Blue-tongue disease is a non-contagious, insect-borne, viral disease of ruminants, mainly sheep and less frequently cattle, goats, buffalo, deer, dromedaries and antelope. First identified in South Africa, the virus has spread rapidly throughout the world and is now found wherever its vector, the biting midge, thrives.
Blue-tongue disease is particularly dangerous in sheep, with high morbidity and mortality. Over 27 different types (serotypes) of this virus are now recognised; unfortunately, recovery does not result in significant cross-protective immunity. Therefore, identification of the specific serotype is essential when diagnosing an outbreak.
In 2014, the BBSRC awarded a grant to Professor George Lomonossoff in collaboration with the Pirbright Institute to develop a blue-tongue diagnostic. The Hypertrans® system is an essential tool in reconstructing fully assembled and immunogenic BTV virus-like particles (VLPs) for use in the rapid screening of differential serotypes. These plant-produced particles have subsequently been developed into a full vaccine which has been shown to be able to protect sheep against blue-tongue disease. Work in this area has resulted in the filing of several patents.
((Insert Figure 2 from the paper: Plant-based transient expression 2014))
The BTV particle consists of ten strands of double-stranded RNA surrounded by two outer capsid protein shells, VP2 and VP5, which mediate attachment and penetration of the virus into the target cell.
Co-expression in N. Benthamiana of the cowpea mosaic virus (CPMV) coat protein precursor along with the 24K proteinase using pEAQ vectors results in the efficient assembly and accumulation of empty virus-like particles (eVLPs) comprised of 60 copies each of the processed large and small coat proteins. (Fig. 2a)

PROVIDED DATA »

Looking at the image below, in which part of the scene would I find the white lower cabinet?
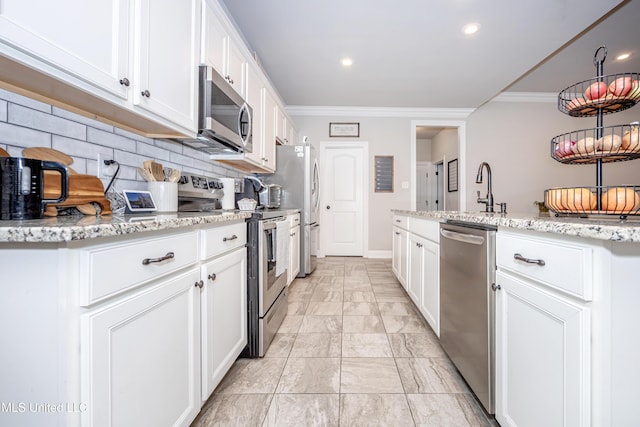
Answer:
[80,268,201,426]
[407,233,440,336]
[496,271,591,427]
[201,247,247,402]
[391,227,409,290]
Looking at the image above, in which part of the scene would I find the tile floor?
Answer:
[192,257,497,427]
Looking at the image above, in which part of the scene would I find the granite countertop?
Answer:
[392,209,640,243]
[0,211,252,243]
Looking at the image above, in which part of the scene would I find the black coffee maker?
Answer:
[236,176,264,206]
[0,157,69,219]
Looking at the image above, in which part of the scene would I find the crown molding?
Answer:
[286,105,475,120]
[490,92,558,104]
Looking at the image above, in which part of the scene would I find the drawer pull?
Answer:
[513,254,545,267]
[142,252,176,265]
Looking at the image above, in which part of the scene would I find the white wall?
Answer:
[293,116,413,251]
[465,101,640,214]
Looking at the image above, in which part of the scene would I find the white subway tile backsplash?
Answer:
[136,141,169,160]
[87,127,136,152]
[52,106,115,132]
[0,123,51,150]
[113,128,155,144]
[7,104,87,140]
[0,89,246,185]
[51,135,113,160]
[153,139,184,153]
[0,101,7,122]
[0,89,52,113]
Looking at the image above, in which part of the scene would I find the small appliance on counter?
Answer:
[259,184,282,209]
[178,173,224,212]
[0,157,69,220]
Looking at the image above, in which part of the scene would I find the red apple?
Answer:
[609,77,633,96]
[627,80,640,99]
[584,82,608,100]
[555,139,576,158]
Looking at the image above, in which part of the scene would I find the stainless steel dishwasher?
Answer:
[440,221,496,414]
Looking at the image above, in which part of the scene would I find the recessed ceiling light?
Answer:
[462,22,480,35]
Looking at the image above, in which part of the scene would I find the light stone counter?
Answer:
[0,211,251,243]
[392,209,640,243]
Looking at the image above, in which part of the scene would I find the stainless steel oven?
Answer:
[258,217,287,357]
[242,210,289,357]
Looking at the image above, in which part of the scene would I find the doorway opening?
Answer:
[411,120,466,211]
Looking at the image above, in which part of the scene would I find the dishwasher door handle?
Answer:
[440,228,484,245]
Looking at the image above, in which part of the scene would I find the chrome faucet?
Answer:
[476,162,493,212]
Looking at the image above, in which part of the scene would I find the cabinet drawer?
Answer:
[496,231,593,301]
[409,217,440,243]
[200,222,247,259]
[391,215,409,230]
[79,232,198,306]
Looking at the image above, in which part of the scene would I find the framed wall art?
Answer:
[329,123,360,138]
[447,159,458,193]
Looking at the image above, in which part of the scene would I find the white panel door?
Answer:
[321,145,365,256]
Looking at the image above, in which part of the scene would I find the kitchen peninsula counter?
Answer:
[0,211,252,244]
[392,209,640,243]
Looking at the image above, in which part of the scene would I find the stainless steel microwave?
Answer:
[180,65,253,154]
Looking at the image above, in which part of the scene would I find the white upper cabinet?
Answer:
[0,0,132,99]
[0,0,200,137]
[200,0,247,97]
[133,0,200,133]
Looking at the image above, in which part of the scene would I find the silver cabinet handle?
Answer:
[142,252,176,265]
[513,254,545,267]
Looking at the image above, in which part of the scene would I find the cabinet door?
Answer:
[0,0,131,99]
[201,248,247,402]
[200,0,229,76]
[224,40,247,98]
[419,240,440,336]
[80,269,201,426]
[287,225,300,285]
[496,271,591,427]
[133,0,200,132]
[407,233,425,307]
[262,88,276,171]
[245,67,264,165]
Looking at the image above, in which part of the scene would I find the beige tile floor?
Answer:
[192,257,497,427]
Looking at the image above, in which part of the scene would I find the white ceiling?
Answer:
[222,0,640,108]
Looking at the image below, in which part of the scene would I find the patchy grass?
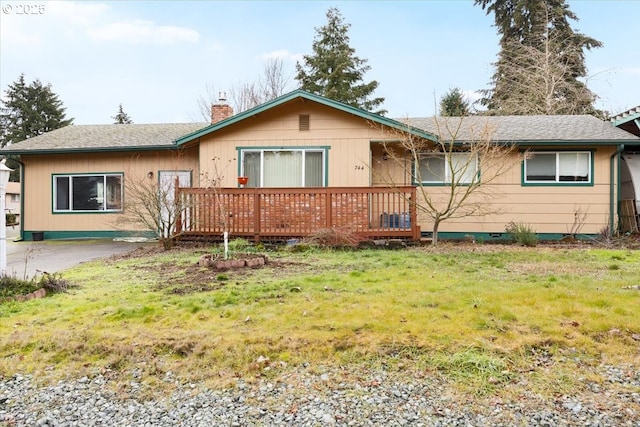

WHAT TO WORK ON »
[a] Condense the paragraph of the blue-tongue passage that begins "Blue-tongue disease is particularly dangerous in sheep" into a short bulleted list that keeps its main facts.
[b] Resume the blue-tongue passage after its final sentence, carrying on in the same style.
The data plays no part in this work.

ANSWER SET »
[a]
- Blue-tongue disease is especially dangerous in sheep, causing high morbidity and mortality.
- More than 27 serotypes of the virus are now recognized.
- Recovery gives little cross-protective immunity.
- Identifying the specific serotype is therefore essential when diagnosing an outbreak.

[b]
In addition to the absence of RNA, the previous limitations on coat protein inserts imposed by compatibility with virus replication and movement have also been removed. Furthermore, the interior space is now available for encapsulation of various payloads and the synthetic reconstructions of CPMV eVLPs also revealed a hitherto unsuspected role of the small coat protein C-terminus in virus assembly.
In assembling the Bluetongue virus VLPs, the four structural proteins are simultaneously expressed and optimised by varying the expression levels between the proteins to favour the accumulation of fully assembled particles over assembly intermediates. (Fig. 2b).
This fine tuning is achieved by engineering the Hypertrans® system to reduce overexpression of BTV VP3 relative to the other coat proteins.
Expression cassettes derived from the Hypertrans® system have now been developed for modulating expression across a range of levels that will enable further fine tuning for the construction of complex macromolecular assemblies as well as for the synthetic reconstruction of metabolic pathways.